* _WORK TO COMPLETE_
This exercise calls for an exact transcription. Set down every record below.

* _DATASET EXCERPTS_
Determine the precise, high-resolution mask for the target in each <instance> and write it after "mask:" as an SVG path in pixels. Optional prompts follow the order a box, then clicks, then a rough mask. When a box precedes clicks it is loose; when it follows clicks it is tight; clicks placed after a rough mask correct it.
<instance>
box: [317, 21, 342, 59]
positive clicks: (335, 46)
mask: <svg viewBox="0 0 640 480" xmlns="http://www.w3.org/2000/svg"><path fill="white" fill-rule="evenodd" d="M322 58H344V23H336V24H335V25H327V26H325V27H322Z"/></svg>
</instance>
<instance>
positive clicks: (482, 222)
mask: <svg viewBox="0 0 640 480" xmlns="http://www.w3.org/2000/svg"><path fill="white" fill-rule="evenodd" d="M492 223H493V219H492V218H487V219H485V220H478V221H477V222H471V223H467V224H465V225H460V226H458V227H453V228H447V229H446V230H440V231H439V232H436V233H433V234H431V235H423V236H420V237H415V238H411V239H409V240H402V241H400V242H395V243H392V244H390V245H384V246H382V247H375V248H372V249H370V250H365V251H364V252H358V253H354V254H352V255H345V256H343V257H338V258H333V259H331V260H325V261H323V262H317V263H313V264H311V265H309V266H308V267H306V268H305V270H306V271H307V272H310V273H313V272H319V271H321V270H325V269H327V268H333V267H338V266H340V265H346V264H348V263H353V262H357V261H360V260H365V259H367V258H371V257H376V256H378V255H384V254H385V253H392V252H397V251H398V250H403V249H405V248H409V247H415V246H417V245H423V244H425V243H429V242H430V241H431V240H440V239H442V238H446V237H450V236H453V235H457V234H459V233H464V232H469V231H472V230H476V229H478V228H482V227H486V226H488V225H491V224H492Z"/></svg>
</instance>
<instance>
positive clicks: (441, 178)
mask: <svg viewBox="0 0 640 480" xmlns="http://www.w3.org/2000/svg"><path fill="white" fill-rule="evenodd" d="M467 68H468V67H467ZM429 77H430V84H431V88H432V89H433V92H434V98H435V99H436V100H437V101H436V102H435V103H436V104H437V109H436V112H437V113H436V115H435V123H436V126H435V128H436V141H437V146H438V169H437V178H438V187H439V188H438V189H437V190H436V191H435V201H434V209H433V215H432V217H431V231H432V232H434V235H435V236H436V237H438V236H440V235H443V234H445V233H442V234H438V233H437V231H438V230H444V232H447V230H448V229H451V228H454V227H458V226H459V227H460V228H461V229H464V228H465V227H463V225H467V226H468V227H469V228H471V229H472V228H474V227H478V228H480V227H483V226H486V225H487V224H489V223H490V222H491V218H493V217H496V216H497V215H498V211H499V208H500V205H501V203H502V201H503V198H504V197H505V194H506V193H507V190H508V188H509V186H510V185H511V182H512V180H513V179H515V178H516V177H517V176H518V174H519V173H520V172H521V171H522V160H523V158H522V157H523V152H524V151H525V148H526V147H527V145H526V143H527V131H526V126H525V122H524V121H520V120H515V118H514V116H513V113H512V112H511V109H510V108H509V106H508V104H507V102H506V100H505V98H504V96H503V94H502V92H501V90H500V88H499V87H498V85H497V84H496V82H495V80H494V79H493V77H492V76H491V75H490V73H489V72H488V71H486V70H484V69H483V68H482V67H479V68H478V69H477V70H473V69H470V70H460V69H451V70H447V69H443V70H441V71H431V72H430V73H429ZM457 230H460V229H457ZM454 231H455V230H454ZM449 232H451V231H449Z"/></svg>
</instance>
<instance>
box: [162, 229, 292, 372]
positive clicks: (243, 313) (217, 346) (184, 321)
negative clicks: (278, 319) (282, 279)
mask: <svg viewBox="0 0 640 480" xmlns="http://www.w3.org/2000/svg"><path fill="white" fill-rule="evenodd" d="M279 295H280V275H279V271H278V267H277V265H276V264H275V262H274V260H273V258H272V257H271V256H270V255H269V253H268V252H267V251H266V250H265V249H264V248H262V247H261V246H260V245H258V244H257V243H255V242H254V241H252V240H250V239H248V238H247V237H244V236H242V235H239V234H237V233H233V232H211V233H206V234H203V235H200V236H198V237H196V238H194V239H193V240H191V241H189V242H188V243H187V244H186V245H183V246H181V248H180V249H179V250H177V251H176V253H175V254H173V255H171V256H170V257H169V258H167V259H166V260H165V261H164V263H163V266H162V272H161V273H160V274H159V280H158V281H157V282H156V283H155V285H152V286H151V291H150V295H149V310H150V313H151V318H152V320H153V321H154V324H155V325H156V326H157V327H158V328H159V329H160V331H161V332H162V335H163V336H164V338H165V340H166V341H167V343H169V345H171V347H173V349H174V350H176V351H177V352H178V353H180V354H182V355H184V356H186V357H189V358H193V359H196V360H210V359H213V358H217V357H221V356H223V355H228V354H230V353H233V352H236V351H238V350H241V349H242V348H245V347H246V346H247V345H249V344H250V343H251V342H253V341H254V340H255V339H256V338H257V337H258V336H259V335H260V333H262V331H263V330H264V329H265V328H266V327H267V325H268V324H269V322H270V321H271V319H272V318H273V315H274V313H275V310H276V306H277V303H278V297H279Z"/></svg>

* _EXPECTED ANSWER_
Determine the precise, high-resolution mask for the target in each <instance> and write it after "mask:" as an SVG path in pixels. Optional prompts follow the order a box, then clicks, then a rough mask. When a box precedes clicks it is loose; when it follows clicks it is tight; clicks placed after a rough mask correct it.
<instance>
box: [317, 21, 342, 59]
positive clicks: (335, 46)
mask: <svg viewBox="0 0 640 480" xmlns="http://www.w3.org/2000/svg"><path fill="white" fill-rule="evenodd" d="M322 58H344V23H336V24H335V25H327V26H325V27H322Z"/></svg>
</instance>
<instance>
positive clicks: (482, 222)
mask: <svg viewBox="0 0 640 480" xmlns="http://www.w3.org/2000/svg"><path fill="white" fill-rule="evenodd" d="M492 223H493V219H492V218H487V219H485V220H478V221H477V222H471V223H467V224H465V225H460V226H458V227H453V228H447V229H446V230H440V231H439V232H436V233H433V234H431V235H423V236H420V237H415V238H411V239H409V240H402V241H400V242H395V243H392V244H390V245H384V246H382V247H375V248H372V249H370V250H365V251H364V252H358V253H354V254H352V255H345V256H343V257H338V258H333V259H331V260H325V261H323V262H317V263H313V264H311V265H309V266H308V267H306V268H305V270H306V271H307V272H310V273H313V272H319V271H321V270H325V269H327V268H333V267H338V266H340V265H346V264H348V263H353V262H357V261H360V260H365V259H367V258H371V257H376V256H378V255H384V254H385V253H392V252H397V251H398V250H403V249H405V248H409V247H415V246H417V245H423V244H425V243H429V242H430V241H431V240H440V239H442V238H446V237H450V236H453V235H457V234H459V233H464V232H469V231H472V230H476V229H478V228H482V227H486V226H488V225H491V224H492Z"/></svg>
</instance>
<instance>
positive clicks: (441, 178)
mask: <svg viewBox="0 0 640 480" xmlns="http://www.w3.org/2000/svg"><path fill="white" fill-rule="evenodd" d="M467 68H468V67H467ZM429 77H430V84H431V88H432V89H433V92H434V98H435V99H436V100H437V101H436V102H435V103H436V104H437V109H436V112H437V113H436V115H435V123H436V126H435V128H436V141H437V146H438V169H437V178H438V187H439V188H438V189H437V190H436V191H435V201H434V209H433V215H432V217H431V231H432V232H434V235H435V236H436V237H438V236H440V235H443V234H445V233H442V234H438V233H437V231H438V230H444V232H447V230H448V229H451V228H454V227H458V226H459V227H460V228H461V229H464V228H465V227H463V225H467V226H468V227H469V228H471V229H472V228H474V227H478V228H480V227H483V226H486V225H487V224H489V223H490V222H491V218H493V217H496V216H497V215H498V211H499V208H500V205H501V203H502V201H503V198H504V197H505V194H506V193H507V190H508V188H509V186H510V185H511V182H512V180H513V179H515V178H516V177H517V176H518V174H519V173H520V172H521V171H522V160H523V158H522V157H523V152H524V151H525V148H526V147H527V145H526V143H527V131H526V126H525V122H524V121H520V120H515V118H514V116H513V113H512V112H511V109H510V108H509V106H508V104H507V102H506V100H505V98H504V96H503V94H502V92H501V90H500V88H499V87H498V85H497V84H496V82H495V80H494V79H493V77H492V76H491V75H490V73H489V72H488V71H486V70H484V69H483V68H482V67H479V68H478V69H477V70H473V69H470V70H460V69H451V70H447V69H443V70H441V71H431V72H430V73H429ZM457 230H460V229H457ZM454 231H455V230H454ZM449 232H451V231H449Z"/></svg>
</instance>
<instance>
box: [162, 229, 292, 372]
positive clicks: (243, 313) (217, 346) (184, 321)
negative clicks: (278, 319) (282, 279)
mask: <svg viewBox="0 0 640 480" xmlns="http://www.w3.org/2000/svg"><path fill="white" fill-rule="evenodd" d="M279 295H280V275H279V271H278V267H277V265H276V264H275V262H274V260H273V258H272V257H271V256H270V255H269V253H268V252H267V251H266V250H265V249H264V248H262V247H261V246H260V245H258V244H257V243H255V242H254V241H252V240H250V239H248V238H247V237H244V236H242V235H239V234H237V233H233V232H211V233H206V234H203V235H200V236H198V237H196V238H194V239H193V240H191V241H189V242H188V243H187V244H186V245H183V246H181V248H180V249H179V250H177V251H176V253H175V254H173V255H171V256H170V257H169V258H167V259H166V260H165V261H164V263H163V266H162V272H161V273H160V274H159V280H158V281H157V282H156V283H155V285H152V286H151V291H150V295H149V310H150V313H151V318H152V320H153V321H154V324H155V325H156V326H157V327H158V328H159V329H160V331H161V332H162V335H163V336H164V338H165V340H166V341H167V343H169V345H171V347H173V349H174V350H176V351H177V352H178V353H180V354H182V355H184V356H186V357H189V358H193V359H196V360H210V359H213V358H217V357H221V356H223V355H228V354H230V353H233V352H236V351H238V350H241V349H242V348H245V347H246V346H247V345H249V344H250V343H251V342H253V341H254V340H255V339H256V338H257V337H258V336H259V335H260V333H262V331H263V330H264V329H265V328H266V327H267V325H268V324H269V322H270V321H271V319H272V318H273V315H274V313H275V310H276V306H277V303H278V297H279Z"/></svg>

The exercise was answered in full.